__Task details__
Gather every line in the rows below that contains the word "religious", matching case exactly.

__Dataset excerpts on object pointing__
....
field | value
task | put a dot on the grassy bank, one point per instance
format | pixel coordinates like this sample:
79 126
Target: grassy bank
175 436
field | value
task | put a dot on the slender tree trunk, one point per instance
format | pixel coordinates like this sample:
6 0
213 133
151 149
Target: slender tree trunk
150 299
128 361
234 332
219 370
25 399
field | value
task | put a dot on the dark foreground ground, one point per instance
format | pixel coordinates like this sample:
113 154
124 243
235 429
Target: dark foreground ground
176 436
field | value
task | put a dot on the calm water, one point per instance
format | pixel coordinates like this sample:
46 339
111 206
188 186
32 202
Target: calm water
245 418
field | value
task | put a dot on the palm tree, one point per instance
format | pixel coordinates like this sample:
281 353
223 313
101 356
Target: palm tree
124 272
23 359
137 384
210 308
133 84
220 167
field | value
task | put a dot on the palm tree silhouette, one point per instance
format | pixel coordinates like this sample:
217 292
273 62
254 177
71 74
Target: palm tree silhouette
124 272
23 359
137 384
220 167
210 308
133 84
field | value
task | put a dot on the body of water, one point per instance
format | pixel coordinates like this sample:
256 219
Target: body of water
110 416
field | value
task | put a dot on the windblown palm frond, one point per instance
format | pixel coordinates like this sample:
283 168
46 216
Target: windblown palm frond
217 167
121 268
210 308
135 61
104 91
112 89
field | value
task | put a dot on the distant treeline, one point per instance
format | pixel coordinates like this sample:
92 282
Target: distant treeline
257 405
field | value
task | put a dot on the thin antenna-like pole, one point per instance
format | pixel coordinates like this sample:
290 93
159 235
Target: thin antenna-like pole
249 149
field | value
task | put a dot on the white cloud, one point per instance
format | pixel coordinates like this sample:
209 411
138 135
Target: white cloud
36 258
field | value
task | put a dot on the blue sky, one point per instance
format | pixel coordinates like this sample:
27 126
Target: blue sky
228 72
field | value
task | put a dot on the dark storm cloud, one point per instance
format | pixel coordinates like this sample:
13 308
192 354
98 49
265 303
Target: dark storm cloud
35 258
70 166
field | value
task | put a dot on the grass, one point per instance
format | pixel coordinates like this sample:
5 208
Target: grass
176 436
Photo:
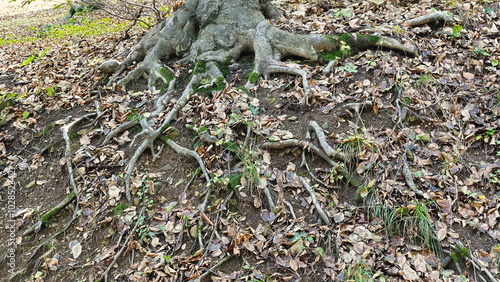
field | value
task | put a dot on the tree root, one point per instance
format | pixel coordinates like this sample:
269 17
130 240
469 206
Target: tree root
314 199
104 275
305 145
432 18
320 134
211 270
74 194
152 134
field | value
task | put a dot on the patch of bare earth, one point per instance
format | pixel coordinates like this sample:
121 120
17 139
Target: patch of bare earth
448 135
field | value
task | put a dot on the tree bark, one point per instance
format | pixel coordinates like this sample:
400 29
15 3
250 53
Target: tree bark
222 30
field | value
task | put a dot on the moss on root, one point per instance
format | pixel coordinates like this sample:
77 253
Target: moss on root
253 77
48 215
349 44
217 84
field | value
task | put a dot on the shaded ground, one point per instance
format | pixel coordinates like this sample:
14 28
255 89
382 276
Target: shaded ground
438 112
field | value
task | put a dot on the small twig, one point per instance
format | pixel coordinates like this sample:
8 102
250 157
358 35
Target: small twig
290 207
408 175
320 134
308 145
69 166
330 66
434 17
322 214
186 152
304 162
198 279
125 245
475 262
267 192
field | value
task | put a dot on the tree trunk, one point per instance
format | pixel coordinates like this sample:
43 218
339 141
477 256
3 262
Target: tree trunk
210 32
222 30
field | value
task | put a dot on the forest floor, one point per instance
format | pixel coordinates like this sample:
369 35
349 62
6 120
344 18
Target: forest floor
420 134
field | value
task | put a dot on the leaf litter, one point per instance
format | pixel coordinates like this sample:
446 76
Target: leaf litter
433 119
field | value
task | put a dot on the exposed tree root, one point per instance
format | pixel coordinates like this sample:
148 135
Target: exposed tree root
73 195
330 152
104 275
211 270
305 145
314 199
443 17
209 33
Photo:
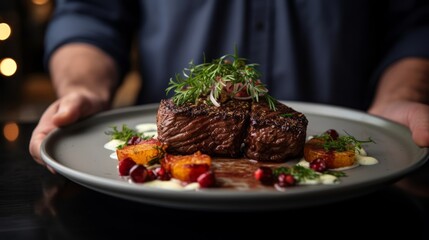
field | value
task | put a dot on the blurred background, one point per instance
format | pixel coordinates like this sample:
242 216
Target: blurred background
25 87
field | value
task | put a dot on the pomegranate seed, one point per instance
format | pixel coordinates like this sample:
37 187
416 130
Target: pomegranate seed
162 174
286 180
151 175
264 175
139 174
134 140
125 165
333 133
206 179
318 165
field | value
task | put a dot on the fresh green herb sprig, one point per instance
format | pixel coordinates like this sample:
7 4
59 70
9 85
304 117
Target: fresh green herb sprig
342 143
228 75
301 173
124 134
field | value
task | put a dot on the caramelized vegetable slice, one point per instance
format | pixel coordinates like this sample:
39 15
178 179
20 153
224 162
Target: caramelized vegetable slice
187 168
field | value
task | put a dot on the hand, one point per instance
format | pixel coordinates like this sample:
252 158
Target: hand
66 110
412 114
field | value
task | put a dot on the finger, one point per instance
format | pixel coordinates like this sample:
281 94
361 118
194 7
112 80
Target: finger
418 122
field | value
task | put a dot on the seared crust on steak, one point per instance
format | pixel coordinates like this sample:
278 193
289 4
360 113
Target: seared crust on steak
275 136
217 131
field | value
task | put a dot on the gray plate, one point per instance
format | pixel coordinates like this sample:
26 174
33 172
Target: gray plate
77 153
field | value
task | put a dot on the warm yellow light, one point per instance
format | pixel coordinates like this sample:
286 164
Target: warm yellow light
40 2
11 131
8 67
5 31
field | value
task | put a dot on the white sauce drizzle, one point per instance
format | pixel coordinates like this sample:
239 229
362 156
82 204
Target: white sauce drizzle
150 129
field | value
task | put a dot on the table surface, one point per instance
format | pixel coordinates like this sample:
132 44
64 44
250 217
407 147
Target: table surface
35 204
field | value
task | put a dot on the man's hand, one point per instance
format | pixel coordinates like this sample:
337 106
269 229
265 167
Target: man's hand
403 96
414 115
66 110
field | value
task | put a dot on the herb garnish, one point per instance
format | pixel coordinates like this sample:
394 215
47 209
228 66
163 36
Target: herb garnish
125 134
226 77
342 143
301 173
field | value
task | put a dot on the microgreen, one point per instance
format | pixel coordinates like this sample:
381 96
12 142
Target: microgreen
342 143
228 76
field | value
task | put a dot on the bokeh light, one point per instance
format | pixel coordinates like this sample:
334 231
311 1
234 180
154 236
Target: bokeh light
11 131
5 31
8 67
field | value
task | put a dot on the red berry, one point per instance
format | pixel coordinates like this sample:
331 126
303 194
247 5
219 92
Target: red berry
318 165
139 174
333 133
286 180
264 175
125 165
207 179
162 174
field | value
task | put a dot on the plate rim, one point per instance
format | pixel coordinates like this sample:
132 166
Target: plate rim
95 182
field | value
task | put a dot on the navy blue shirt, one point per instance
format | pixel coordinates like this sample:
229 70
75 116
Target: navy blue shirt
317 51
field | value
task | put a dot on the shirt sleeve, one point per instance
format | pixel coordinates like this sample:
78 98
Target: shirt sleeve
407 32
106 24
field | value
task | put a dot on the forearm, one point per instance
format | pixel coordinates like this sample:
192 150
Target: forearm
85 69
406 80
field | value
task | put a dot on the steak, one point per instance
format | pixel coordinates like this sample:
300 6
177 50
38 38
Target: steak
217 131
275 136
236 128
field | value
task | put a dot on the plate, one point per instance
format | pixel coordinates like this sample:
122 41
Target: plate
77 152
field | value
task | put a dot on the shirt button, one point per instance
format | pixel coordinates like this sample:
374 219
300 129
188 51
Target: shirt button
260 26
....
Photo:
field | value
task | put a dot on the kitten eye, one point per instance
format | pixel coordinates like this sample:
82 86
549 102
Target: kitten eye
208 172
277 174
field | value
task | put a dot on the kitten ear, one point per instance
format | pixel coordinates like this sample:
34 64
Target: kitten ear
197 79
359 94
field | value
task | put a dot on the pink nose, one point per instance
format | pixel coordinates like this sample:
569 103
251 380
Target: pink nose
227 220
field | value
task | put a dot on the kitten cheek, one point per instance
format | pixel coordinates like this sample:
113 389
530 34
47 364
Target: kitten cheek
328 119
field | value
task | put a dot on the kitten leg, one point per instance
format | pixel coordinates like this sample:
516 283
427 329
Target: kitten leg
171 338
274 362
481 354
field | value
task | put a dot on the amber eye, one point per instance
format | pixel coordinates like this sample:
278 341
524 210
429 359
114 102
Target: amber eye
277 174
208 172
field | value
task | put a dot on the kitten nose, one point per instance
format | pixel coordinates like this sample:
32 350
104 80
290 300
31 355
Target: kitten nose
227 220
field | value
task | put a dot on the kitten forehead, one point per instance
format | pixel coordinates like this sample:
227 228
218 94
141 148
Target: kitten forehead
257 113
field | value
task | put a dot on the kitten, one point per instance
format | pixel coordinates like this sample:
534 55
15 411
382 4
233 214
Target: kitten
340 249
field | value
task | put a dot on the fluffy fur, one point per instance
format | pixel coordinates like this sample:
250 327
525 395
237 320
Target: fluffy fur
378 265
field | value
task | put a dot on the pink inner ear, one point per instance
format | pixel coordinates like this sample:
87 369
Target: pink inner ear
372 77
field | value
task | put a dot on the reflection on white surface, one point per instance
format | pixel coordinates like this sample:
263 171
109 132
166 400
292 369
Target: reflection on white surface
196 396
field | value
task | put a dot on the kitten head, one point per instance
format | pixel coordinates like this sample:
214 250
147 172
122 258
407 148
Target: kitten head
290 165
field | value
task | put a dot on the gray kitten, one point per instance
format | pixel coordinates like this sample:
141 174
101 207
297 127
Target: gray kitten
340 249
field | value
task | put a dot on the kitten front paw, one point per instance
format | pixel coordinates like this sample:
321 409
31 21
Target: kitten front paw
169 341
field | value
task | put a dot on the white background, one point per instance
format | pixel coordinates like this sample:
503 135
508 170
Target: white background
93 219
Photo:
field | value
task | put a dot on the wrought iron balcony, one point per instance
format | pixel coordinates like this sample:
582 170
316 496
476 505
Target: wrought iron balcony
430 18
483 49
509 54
....
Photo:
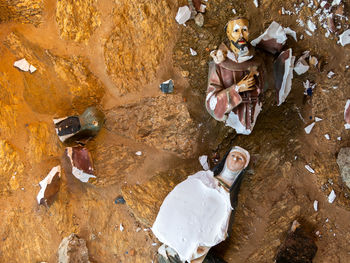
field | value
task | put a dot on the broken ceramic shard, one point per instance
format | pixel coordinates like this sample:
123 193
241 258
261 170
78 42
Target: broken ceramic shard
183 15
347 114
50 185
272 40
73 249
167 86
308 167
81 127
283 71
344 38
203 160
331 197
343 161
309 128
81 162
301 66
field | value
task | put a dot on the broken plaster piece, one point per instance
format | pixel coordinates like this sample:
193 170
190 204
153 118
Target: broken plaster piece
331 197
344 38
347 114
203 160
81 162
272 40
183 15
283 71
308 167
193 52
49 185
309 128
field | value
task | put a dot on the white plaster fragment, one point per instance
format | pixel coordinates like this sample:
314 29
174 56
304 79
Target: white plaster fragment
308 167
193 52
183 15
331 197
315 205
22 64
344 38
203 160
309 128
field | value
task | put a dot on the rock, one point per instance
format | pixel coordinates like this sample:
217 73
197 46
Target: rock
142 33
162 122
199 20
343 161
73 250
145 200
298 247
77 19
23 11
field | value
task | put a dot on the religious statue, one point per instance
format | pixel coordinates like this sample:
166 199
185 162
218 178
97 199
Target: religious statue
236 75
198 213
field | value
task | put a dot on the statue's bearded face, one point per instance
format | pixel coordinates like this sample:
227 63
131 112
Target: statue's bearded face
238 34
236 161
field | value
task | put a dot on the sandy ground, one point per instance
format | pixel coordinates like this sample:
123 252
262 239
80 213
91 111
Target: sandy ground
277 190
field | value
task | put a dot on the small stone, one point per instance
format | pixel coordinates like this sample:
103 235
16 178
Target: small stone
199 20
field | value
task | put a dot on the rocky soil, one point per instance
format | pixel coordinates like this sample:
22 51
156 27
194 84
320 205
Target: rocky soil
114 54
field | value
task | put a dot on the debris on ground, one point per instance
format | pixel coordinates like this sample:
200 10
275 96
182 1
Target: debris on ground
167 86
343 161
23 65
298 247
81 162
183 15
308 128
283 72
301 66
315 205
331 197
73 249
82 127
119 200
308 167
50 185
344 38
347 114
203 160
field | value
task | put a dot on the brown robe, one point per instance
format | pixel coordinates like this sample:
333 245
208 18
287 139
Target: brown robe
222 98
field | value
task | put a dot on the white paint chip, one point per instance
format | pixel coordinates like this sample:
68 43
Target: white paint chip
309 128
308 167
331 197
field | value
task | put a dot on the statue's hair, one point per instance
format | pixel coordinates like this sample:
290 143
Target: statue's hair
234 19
....
__Written solution__
task | put a dot on the religious statue, one point per instance
Target: religious statue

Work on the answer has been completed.